▶ _Exercise prompt_:
In the whiskey bottle thread below, why does lucyglass want background information on the bottle despite not collecting for money? Please answer in one to three sentences.

▶ _Selected text_:
# Bearded Old Man Whiskey Bottle



## lucyglass (Feb 24, 2015)

>Clear bottle w/cap tho dented, can still read the stamped words "Montreal Canada consolidated distilleries made in usa"
>Old man w/bootlegger hat and a beard that wraps around to back of bottle
> bottom stamped with "10" and a diamond overlapping a center of circle 

 I can't get the pictures to upload but just looking for some background info...

<3 please and thank you


----------



## lucyglass (Feb 24, 2015)

Too large even when I cropped away 70% but it's probably just my phone...


----------



## cowseatmaize (Feb 24, 2015)

It sounds like Gooderham and Worts. Does it have G&W or similar on it?


----------



## cowseatmaize (Feb 24, 2015)

Here's a better picture FROM


----------



## CanadianBottles (Feb 24, 2015)

I think it's a prohibition era bottle, there were lots of Canadian distilleries that operated primarily for illegal export to the United States.  I've never seen this particular one though, the United Distilleries bottle from Vancouver is much more common.


----------



## LC (Feb 24, 2015)

Always thought that was a cool bottle , have a couple of them but I do not remember mine having any embossing at all except for maybe the bottom , haven't looked at them in ages . Mine are both amber , dug a large one years ago , regretfully it was cracked pretty much all over .


----------



## lucyglass (Mar 2, 2015)

Too large even when I cropped away 70% but it's probably just my phone...


----------



## lucyglass (Mar 2, 2015)

Mine is clear glass. It's by far the favorite bottle in my collection. I collect for attraction value and the effort of discovery not for monetary value nor resale. It's just nice to know whether I should be putting it on a higher shelf where my kids can't reach it.


----------



## RED Matthews (Mar 2, 2015)

The diamond and circle always relates to Owens Illinoi poducts for me.RED Matthews


----------



## RED Matthews (Mar 11, 2015)

▶ _Information shown_:
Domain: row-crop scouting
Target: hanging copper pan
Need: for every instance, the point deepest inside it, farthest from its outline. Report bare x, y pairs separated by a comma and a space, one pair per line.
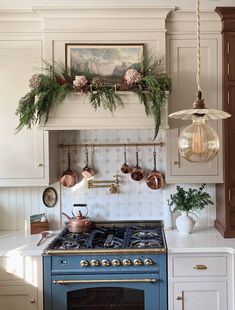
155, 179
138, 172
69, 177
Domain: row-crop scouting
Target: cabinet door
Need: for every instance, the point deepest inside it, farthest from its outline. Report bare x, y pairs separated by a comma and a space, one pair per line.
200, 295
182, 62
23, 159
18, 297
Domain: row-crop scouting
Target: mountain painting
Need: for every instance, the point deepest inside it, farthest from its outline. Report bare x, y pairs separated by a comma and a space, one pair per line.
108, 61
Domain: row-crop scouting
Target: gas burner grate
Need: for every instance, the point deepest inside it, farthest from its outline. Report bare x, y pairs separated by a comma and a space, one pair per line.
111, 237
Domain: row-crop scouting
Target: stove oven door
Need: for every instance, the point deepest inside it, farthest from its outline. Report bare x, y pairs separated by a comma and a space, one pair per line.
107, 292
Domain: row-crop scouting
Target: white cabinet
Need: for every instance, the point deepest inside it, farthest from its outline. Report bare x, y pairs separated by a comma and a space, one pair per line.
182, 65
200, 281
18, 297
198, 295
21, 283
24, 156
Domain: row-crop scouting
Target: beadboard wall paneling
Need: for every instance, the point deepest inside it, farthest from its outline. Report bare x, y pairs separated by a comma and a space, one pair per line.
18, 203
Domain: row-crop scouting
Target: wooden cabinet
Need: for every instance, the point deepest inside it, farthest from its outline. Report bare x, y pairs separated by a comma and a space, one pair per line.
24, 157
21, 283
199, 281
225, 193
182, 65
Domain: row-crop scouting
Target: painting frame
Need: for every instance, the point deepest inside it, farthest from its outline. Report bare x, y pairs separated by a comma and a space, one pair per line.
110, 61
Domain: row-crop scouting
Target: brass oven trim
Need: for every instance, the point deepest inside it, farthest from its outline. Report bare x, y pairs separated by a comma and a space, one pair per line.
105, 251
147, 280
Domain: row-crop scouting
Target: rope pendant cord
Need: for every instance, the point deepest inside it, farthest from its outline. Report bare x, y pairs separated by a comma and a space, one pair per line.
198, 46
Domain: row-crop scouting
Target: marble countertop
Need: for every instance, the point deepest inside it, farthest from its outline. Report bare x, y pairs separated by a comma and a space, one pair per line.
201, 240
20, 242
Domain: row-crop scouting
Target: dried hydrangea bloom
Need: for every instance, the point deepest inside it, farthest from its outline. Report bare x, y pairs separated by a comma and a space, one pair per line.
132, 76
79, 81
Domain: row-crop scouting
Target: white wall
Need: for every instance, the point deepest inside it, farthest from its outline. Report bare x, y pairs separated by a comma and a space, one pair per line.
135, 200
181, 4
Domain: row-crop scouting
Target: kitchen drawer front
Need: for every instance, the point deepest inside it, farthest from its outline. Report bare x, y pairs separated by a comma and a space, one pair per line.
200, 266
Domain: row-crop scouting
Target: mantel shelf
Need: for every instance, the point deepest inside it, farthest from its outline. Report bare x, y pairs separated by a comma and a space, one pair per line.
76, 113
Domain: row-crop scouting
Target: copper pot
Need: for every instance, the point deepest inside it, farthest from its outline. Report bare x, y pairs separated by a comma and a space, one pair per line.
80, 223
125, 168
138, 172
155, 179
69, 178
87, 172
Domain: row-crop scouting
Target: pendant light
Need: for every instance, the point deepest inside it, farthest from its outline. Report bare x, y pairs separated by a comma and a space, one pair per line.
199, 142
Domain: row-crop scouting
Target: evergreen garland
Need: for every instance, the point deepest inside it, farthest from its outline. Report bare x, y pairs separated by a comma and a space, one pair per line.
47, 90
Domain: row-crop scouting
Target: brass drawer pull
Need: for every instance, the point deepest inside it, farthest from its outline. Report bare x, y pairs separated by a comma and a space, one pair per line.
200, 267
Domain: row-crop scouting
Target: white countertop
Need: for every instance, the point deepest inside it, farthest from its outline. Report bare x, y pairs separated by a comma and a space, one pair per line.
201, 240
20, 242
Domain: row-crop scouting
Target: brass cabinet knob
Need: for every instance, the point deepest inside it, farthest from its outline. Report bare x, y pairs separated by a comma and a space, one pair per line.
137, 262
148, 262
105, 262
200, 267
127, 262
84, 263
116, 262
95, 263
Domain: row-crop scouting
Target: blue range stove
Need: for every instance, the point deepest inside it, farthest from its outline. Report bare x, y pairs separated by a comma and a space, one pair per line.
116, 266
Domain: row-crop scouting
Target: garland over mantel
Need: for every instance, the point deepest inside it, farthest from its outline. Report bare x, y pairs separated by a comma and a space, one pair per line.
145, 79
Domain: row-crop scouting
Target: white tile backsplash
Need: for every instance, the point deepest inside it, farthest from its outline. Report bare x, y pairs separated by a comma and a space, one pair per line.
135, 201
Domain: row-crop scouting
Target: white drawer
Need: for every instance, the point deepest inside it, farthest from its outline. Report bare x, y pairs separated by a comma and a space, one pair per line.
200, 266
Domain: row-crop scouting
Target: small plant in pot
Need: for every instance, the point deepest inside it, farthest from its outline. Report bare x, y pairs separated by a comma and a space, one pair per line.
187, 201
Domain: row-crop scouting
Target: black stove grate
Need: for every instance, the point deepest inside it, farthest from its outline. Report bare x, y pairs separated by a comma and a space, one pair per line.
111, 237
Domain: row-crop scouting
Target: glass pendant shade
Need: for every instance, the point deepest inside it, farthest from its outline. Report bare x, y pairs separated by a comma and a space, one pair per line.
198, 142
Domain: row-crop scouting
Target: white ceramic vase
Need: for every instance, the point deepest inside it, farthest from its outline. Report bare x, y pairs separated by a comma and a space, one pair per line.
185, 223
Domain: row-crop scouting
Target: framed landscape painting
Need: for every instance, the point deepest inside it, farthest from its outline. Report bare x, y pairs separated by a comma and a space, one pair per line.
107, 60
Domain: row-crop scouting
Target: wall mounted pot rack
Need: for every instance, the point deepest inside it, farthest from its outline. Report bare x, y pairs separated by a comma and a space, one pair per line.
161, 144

▶ _Answer to the exercise_:
lucyglass collects for attraction value and the effort of discovery, not for monetary value or resale. Knowing more about the bottle would show whether it should go on a higher shelf where the kids can't reach it.